### What is being asked
Repeat, exactly as written, the line containing "One keypoint belongs to every instance. Tag the bread" and each line after it through the end of the data.

### Working data
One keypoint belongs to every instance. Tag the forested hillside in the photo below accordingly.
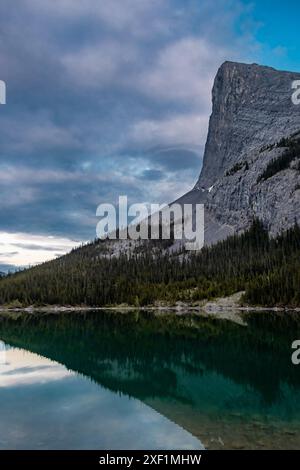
(267, 269)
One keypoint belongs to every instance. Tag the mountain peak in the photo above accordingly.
(252, 107)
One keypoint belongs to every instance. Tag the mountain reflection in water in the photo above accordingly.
(200, 380)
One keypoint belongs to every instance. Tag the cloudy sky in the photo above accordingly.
(112, 97)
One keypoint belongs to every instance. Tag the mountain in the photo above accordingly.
(254, 132)
(250, 186)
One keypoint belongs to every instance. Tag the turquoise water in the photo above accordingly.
(109, 380)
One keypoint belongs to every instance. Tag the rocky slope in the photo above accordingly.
(252, 111)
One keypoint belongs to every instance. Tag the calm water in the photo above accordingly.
(108, 380)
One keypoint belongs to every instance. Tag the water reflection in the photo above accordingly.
(229, 385)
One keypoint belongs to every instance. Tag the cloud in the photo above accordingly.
(103, 97)
(183, 71)
(188, 129)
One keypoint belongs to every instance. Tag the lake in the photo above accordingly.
(145, 380)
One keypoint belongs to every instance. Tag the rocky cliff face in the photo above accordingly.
(252, 111)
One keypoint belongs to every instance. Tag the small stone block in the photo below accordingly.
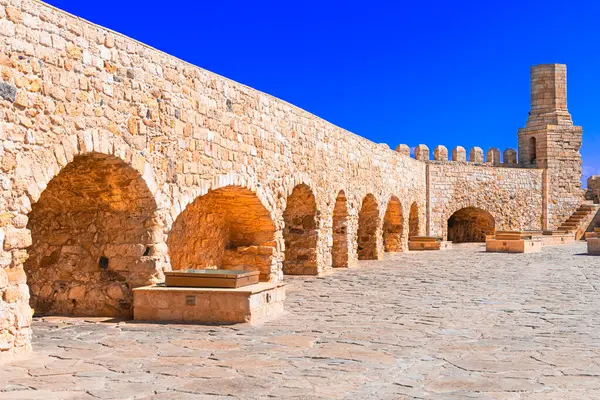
(253, 304)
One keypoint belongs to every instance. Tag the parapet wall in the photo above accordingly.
(69, 88)
(513, 196)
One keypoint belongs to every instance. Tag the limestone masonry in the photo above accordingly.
(119, 162)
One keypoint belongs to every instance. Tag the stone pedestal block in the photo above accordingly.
(594, 246)
(254, 304)
(417, 243)
(513, 246)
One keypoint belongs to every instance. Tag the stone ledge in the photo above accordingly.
(253, 304)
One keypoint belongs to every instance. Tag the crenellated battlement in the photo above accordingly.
(459, 155)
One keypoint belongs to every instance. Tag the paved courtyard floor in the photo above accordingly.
(461, 324)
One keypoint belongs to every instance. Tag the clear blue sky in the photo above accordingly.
(432, 72)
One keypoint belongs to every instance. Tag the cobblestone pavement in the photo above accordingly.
(461, 324)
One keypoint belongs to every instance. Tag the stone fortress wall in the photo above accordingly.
(119, 162)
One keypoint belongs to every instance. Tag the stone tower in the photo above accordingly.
(551, 142)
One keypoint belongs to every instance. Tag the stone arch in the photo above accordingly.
(340, 248)
(94, 231)
(470, 224)
(227, 228)
(300, 232)
(532, 150)
(392, 226)
(414, 227)
(368, 226)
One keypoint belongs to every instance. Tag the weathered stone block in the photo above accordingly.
(253, 304)
(459, 154)
(16, 238)
(422, 153)
(594, 246)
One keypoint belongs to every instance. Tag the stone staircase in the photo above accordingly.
(581, 219)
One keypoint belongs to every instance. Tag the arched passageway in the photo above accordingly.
(93, 230)
(392, 226)
(227, 228)
(413, 221)
(470, 224)
(300, 232)
(368, 223)
(339, 251)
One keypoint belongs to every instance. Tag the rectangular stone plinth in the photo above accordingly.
(594, 246)
(513, 246)
(254, 304)
(417, 243)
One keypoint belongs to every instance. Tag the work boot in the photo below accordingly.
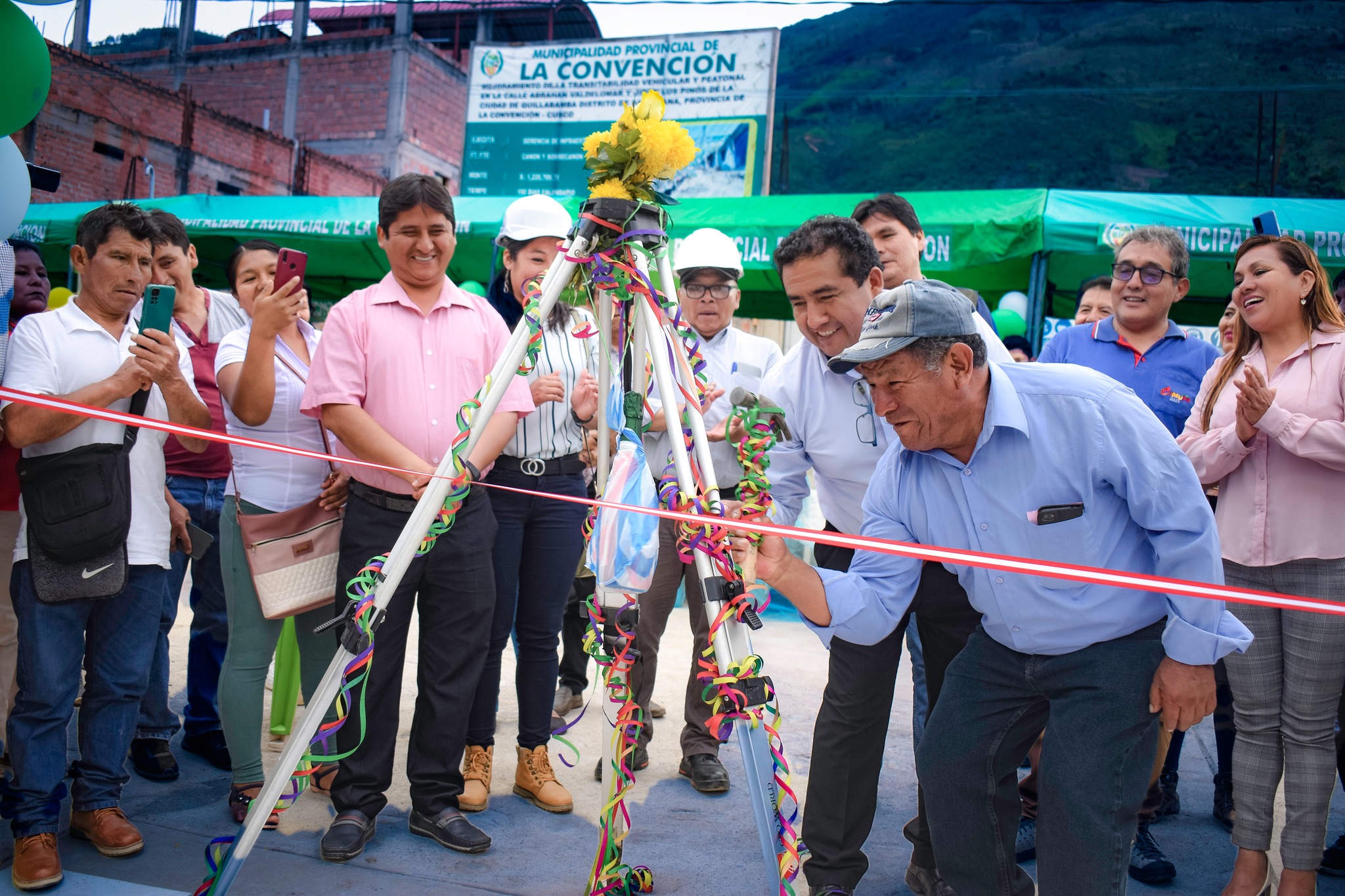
(1147, 863)
(707, 773)
(567, 700)
(152, 759)
(37, 864)
(927, 882)
(536, 782)
(108, 829)
(477, 779)
(1170, 803)
(1224, 811)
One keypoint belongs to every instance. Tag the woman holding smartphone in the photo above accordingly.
(261, 371)
(540, 539)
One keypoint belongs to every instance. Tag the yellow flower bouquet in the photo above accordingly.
(639, 148)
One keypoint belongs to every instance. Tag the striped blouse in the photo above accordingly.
(550, 431)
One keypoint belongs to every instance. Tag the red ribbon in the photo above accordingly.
(957, 557)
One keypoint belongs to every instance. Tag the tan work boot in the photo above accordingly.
(108, 830)
(477, 779)
(37, 864)
(536, 782)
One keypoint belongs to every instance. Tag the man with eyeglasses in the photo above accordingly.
(1139, 347)
(708, 265)
(831, 273)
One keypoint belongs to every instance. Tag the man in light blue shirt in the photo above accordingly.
(1042, 461)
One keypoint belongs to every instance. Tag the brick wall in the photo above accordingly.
(101, 124)
(328, 177)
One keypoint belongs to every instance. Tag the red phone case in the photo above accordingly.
(290, 265)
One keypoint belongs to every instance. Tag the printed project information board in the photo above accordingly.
(530, 108)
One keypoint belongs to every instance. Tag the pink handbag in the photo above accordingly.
(292, 555)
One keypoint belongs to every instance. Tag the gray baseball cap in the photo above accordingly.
(903, 314)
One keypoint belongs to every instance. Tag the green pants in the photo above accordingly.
(252, 643)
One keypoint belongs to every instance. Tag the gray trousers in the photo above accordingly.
(1286, 691)
(655, 606)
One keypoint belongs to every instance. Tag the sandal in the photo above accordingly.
(323, 777)
(241, 796)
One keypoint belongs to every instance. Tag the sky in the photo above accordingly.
(110, 18)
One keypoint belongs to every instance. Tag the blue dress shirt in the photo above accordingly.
(1166, 378)
(1053, 435)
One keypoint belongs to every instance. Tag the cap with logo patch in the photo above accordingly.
(900, 316)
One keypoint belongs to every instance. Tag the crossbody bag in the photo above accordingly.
(292, 555)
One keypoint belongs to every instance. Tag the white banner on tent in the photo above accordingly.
(1056, 324)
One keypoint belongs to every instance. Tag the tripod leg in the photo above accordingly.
(731, 643)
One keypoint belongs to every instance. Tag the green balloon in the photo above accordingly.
(27, 69)
(1009, 323)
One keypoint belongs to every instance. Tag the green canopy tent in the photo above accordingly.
(1083, 227)
(984, 240)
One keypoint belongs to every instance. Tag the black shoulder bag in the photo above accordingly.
(78, 511)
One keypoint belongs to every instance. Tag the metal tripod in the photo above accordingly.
(732, 643)
(400, 558)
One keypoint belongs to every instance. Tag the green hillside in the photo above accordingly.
(1158, 97)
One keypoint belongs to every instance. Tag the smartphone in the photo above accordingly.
(1266, 223)
(201, 540)
(1059, 512)
(156, 309)
(290, 265)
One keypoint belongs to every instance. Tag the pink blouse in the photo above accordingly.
(1282, 498)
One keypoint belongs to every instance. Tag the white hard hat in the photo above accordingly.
(533, 217)
(708, 247)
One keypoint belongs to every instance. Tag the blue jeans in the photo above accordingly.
(114, 640)
(537, 550)
(209, 639)
(1094, 774)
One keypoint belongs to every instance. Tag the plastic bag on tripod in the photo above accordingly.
(625, 547)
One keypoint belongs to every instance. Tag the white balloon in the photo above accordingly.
(15, 188)
(1015, 301)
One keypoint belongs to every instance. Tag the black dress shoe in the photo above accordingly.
(210, 747)
(707, 773)
(639, 761)
(451, 828)
(152, 759)
(346, 839)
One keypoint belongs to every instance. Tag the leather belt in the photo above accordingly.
(567, 465)
(397, 501)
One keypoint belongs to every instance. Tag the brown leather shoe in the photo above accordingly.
(108, 830)
(37, 864)
(536, 782)
(477, 779)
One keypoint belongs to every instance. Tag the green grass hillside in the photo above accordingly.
(1158, 97)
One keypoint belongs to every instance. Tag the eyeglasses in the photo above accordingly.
(865, 425)
(1149, 274)
(698, 291)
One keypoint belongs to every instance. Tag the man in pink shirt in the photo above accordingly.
(396, 363)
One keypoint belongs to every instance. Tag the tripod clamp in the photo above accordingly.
(619, 631)
(717, 589)
(353, 639)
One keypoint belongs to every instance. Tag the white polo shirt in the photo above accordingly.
(732, 359)
(824, 412)
(64, 351)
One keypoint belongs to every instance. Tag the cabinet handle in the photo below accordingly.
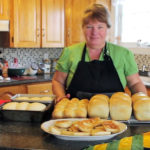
(45, 91)
(43, 32)
(38, 32)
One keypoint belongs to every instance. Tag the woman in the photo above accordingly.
(95, 66)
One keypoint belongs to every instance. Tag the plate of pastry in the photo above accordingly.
(87, 129)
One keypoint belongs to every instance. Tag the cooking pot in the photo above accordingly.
(15, 72)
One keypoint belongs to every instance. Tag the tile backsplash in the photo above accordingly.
(26, 56)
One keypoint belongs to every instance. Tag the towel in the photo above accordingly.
(137, 142)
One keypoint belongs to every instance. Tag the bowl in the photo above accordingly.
(13, 72)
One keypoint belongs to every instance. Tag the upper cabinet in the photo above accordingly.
(74, 10)
(53, 23)
(4, 9)
(27, 23)
(38, 23)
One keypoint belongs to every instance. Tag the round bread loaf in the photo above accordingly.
(22, 98)
(120, 106)
(122, 95)
(46, 98)
(10, 106)
(34, 98)
(36, 106)
(59, 108)
(138, 96)
(99, 106)
(141, 109)
(22, 106)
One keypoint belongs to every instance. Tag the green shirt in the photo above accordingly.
(123, 60)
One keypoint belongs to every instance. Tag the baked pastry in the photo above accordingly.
(138, 96)
(81, 111)
(122, 95)
(22, 98)
(10, 106)
(99, 106)
(22, 106)
(71, 107)
(46, 98)
(63, 123)
(34, 98)
(120, 106)
(59, 108)
(36, 106)
(141, 108)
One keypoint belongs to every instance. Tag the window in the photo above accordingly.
(132, 22)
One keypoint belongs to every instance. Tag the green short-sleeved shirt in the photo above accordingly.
(123, 60)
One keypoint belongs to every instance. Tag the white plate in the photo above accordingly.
(46, 125)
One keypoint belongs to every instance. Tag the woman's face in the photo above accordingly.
(95, 33)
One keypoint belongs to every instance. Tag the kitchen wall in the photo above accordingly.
(28, 55)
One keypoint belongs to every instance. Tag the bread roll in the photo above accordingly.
(141, 108)
(59, 109)
(138, 96)
(10, 106)
(99, 106)
(122, 95)
(70, 110)
(22, 106)
(120, 106)
(36, 106)
(81, 111)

### Expected output
One keypoint belongs to every instance. Tag the bread roll in the photo above accordingly.
(141, 108)
(59, 109)
(138, 96)
(10, 106)
(99, 106)
(122, 95)
(70, 110)
(22, 106)
(120, 106)
(36, 106)
(81, 111)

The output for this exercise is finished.